▶ MATERIAL SHOWN
· · · ·
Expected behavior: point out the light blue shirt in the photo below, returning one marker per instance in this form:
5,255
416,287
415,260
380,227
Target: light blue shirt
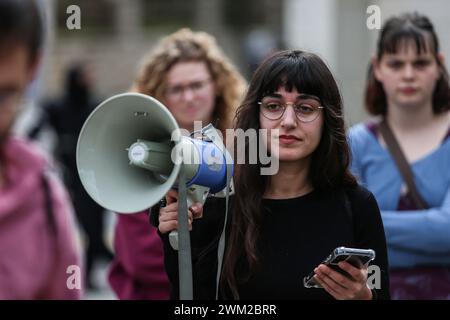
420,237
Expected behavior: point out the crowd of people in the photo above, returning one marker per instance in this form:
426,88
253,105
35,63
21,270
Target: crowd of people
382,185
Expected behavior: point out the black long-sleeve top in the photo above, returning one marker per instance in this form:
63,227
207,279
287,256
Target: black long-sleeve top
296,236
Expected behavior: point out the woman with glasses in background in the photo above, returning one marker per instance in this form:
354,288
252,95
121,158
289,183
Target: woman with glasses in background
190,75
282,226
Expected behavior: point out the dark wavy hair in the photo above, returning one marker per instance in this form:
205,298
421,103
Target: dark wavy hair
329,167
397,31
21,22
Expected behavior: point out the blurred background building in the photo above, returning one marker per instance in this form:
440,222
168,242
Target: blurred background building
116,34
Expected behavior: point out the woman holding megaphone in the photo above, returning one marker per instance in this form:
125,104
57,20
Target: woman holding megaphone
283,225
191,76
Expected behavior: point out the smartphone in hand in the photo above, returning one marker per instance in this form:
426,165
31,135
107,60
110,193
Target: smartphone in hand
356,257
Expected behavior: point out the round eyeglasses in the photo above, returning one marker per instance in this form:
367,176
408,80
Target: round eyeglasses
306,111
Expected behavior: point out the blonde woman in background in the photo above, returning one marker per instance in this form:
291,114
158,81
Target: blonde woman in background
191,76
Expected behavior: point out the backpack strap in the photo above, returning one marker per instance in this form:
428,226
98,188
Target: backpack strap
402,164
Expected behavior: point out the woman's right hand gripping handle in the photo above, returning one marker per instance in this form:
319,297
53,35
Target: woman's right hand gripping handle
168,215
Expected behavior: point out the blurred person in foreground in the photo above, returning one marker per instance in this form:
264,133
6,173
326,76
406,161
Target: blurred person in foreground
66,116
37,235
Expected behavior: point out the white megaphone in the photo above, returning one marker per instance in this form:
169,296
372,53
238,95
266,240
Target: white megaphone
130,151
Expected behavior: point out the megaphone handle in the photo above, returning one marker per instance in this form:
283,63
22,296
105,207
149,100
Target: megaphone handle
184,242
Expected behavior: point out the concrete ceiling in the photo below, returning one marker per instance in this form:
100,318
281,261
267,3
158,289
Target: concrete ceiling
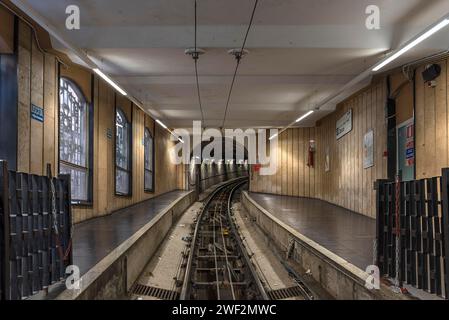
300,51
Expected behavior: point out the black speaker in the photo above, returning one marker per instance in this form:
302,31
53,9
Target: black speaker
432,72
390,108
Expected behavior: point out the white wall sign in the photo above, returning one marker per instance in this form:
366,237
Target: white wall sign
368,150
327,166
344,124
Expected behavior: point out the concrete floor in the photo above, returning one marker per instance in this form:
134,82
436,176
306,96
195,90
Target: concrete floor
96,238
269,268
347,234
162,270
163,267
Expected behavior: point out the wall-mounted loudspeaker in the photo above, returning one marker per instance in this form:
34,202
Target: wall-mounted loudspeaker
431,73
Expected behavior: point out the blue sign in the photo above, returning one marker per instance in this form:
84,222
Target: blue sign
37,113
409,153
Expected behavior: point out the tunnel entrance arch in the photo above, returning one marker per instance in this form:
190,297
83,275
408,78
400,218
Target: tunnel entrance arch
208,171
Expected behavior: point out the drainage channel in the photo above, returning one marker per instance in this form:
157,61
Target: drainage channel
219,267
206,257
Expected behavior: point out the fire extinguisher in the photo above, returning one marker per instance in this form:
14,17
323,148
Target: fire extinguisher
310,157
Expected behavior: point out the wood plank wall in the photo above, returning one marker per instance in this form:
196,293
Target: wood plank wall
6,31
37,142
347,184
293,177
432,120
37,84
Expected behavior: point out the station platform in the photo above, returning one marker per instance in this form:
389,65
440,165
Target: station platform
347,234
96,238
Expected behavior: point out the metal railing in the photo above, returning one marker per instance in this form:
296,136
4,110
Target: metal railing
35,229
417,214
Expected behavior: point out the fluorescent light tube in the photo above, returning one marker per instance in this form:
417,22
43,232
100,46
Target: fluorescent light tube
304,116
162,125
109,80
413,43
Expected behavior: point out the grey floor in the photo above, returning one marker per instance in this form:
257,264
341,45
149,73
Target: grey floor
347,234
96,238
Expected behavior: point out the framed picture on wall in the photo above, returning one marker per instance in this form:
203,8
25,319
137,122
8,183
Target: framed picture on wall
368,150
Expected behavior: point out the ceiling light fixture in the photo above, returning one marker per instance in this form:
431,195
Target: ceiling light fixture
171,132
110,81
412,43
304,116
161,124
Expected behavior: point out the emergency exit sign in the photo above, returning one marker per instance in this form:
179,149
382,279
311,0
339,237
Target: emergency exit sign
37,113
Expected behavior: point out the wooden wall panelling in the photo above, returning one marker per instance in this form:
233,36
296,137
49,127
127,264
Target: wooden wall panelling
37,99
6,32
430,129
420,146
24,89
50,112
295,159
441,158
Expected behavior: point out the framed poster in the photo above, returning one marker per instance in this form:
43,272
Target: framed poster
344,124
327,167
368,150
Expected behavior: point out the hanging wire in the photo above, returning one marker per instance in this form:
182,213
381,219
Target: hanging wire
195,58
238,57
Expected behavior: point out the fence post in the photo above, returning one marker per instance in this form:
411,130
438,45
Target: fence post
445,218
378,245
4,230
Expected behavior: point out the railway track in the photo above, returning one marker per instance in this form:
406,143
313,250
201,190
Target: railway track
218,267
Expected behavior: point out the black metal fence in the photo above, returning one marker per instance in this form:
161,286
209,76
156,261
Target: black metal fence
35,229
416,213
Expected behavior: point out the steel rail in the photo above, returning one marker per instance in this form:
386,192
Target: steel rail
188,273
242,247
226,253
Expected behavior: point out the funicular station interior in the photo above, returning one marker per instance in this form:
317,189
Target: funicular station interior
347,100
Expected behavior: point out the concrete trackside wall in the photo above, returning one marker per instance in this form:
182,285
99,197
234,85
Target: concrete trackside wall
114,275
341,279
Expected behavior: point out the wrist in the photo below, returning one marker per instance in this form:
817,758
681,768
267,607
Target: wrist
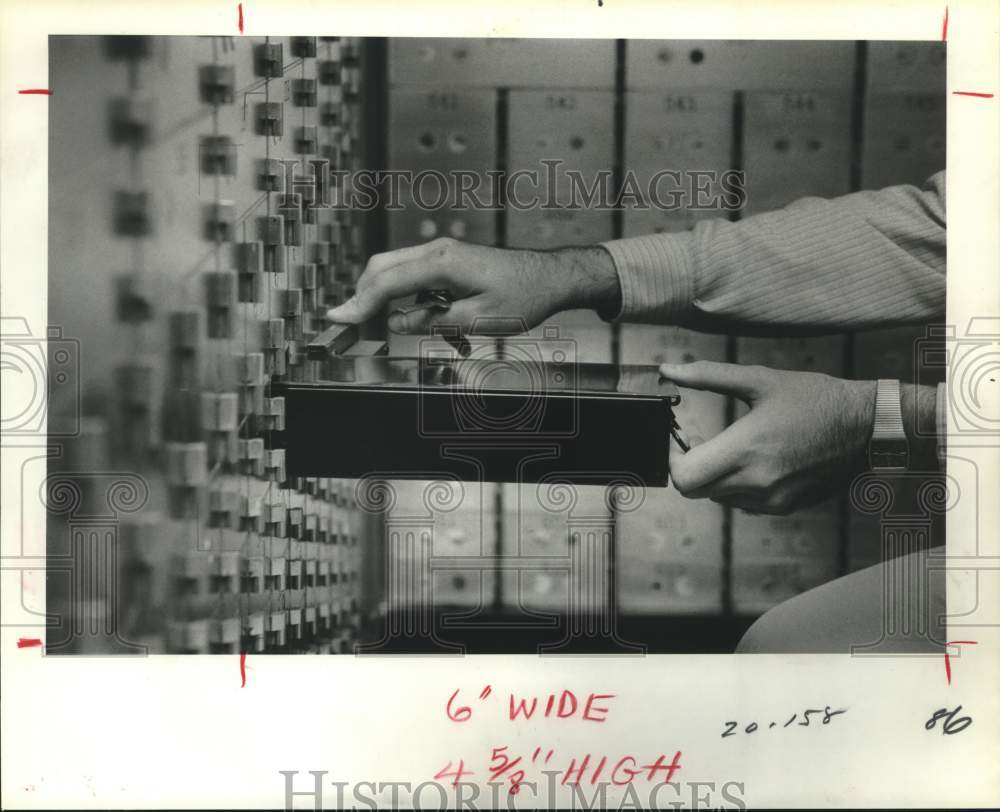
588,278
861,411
· · · ·
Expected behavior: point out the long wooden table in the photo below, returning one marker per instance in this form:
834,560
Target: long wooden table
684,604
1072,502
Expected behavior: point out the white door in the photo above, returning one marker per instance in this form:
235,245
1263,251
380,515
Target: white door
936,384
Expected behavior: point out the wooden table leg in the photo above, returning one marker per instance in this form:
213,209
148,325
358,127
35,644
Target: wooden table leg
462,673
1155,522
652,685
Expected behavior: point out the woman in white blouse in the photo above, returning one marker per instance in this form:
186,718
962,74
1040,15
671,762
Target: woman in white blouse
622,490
· · · ·
▶ TASK TO CARRY OUT
Copy every line of the data that carries the word "below".

▶ RESPONSE
Expected behavior: point out the light blue shirt in the photo below, returning one marker per instance in this form:
Expected behavior: point out the concrete ceiling in the photo below, returning one marker per instance in this form:
Expected behavior: point out the wrist in the photo below, returning one marker per instance in this form:
Expected behavior: point out the long wooden table in the photo below, returning one marker per instance in this form:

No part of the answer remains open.